▶ _Written request 1_:
Decide whether each statement (a), (b) and (c) agrees with the passage about the series Succession. Answer yes or no for each, quoting the deciding words of the passage exactly.

(a) The series received 18 Golden Globe Award nominations and won nine of them.
(b) Succession won every one of its Producers Guild of America Award nominations.
(c) The American Film Institute chose the series as one of its top 10 television programs only for its first season.

The series has been widely acclaimed by critics for its writing, performances (particularly Cox's, Strong's, Culkin's, Snook's and Macfadyen's), musical score, production values, and examination of its subject matter. Succession has been nominated for many awards, including 75 Primetime Emmy Awards (19 wins), 18 Golden Globe Awards (nine wins), one Grammy Award, 18 Critics' Choice Television Awards (eight wins), three Producers Guild of America Awards (won all three), Nine Writers Guild of America Awards (six wins), and one Peabody Awards (won). It was also selected by the American Film Institute as one of its top 10 television programs of the year for all four seasons.

▶ _Dataset content_:
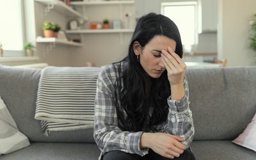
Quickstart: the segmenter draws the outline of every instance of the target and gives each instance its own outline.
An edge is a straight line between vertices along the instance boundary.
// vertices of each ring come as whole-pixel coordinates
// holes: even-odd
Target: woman
[[[93,136],[99,159],[195,159],[182,56],[173,21],[153,13],[140,19],[128,56],[98,78]]]

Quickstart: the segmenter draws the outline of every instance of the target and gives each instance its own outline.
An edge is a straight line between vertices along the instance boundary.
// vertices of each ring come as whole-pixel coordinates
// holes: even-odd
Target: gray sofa
[[[41,70],[0,67],[0,95],[31,145],[0,159],[97,159],[93,130],[41,132],[34,119]],[[256,112],[256,67],[191,68],[190,108],[197,159],[256,159],[256,152],[232,143]],[[1,145],[1,144],[0,144]]]

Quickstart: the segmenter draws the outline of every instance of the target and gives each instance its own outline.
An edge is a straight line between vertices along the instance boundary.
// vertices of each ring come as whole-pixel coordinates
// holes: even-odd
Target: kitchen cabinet
[[[216,33],[218,0],[198,0],[198,33]]]

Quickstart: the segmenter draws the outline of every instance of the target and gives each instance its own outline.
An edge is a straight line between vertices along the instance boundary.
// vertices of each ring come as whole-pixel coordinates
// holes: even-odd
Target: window
[[[184,45],[197,44],[196,2],[162,3],[161,14],[177,26]]]
[[[0,1],[0,43],[4,56],[23,55],[22,0]]]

▶ _Written request 2_: Rewrite every one of the rows above, not the passage about Succession, replacing "whole-pixel" with "integer" and leaving all else unchanged. Leave the pictures out of your answer.

▶ _Written response 1_:
(a) Yes: "18 Golden Globe Awards (nine wins)"
(b) Yes: "three Producers Guild of America Awards (won all three)"
(c) No: "for all four seasons"

▶ _Written response 2_:
Quickstart: the segmenter draws the outline of every instance of the target and gives each instance its own outline.
An edge is a straight line between vertices along the instance boundary.
// vertices of each ring come as integer coordinates
// holes: even-odd
Target: woman
[[[93,136],[99,159],[195,159],[182,56],[173,21],[153,13],[140,19],[128,56],[98,78]]]

Quickstart: the segmenter draws the outline of every instance of the target and gives each instance its own outline.
An edge is a straight line between vertices along the instance boundary.
// vertices of each ring come as integer coordinates
// holes: even-odd
Target: gray sofa
[[[41,70],[0,67],[0,95],[31,145],[0,159],[97,159],[93,130],[41,132],[34,119]],[[256,112],[256,67],[191,68],[190,108],[197,159],[256,159],[256,152],[232,143]],[[1,145],[1,144],[0,144]]]

Quickstart: the segmenter draws the outline of every instance of the target and gives each instance its own outline.
An edge is a straight line between vertices along the instance boundary.
// vertices of each ring come as integer coordinates
// holes: even-odd
Target: kitchen cabinet
[[[216,33],[218,0],[198,0],[198,33]]]

Quickstart: the segmenter draws the outline of every instance of the target and gives each instance its own outline.
An edge is a straight line between vertices along the instance boundary.
// vertices of each ring come as integer coordinates
// holes: even-odd
Target: window
[[[184,45],[197,44],[196,2],[162,3],[161,14],[177,26]]]
[[[0,1],[0,43],[4,56],[23,55],[22,0]]]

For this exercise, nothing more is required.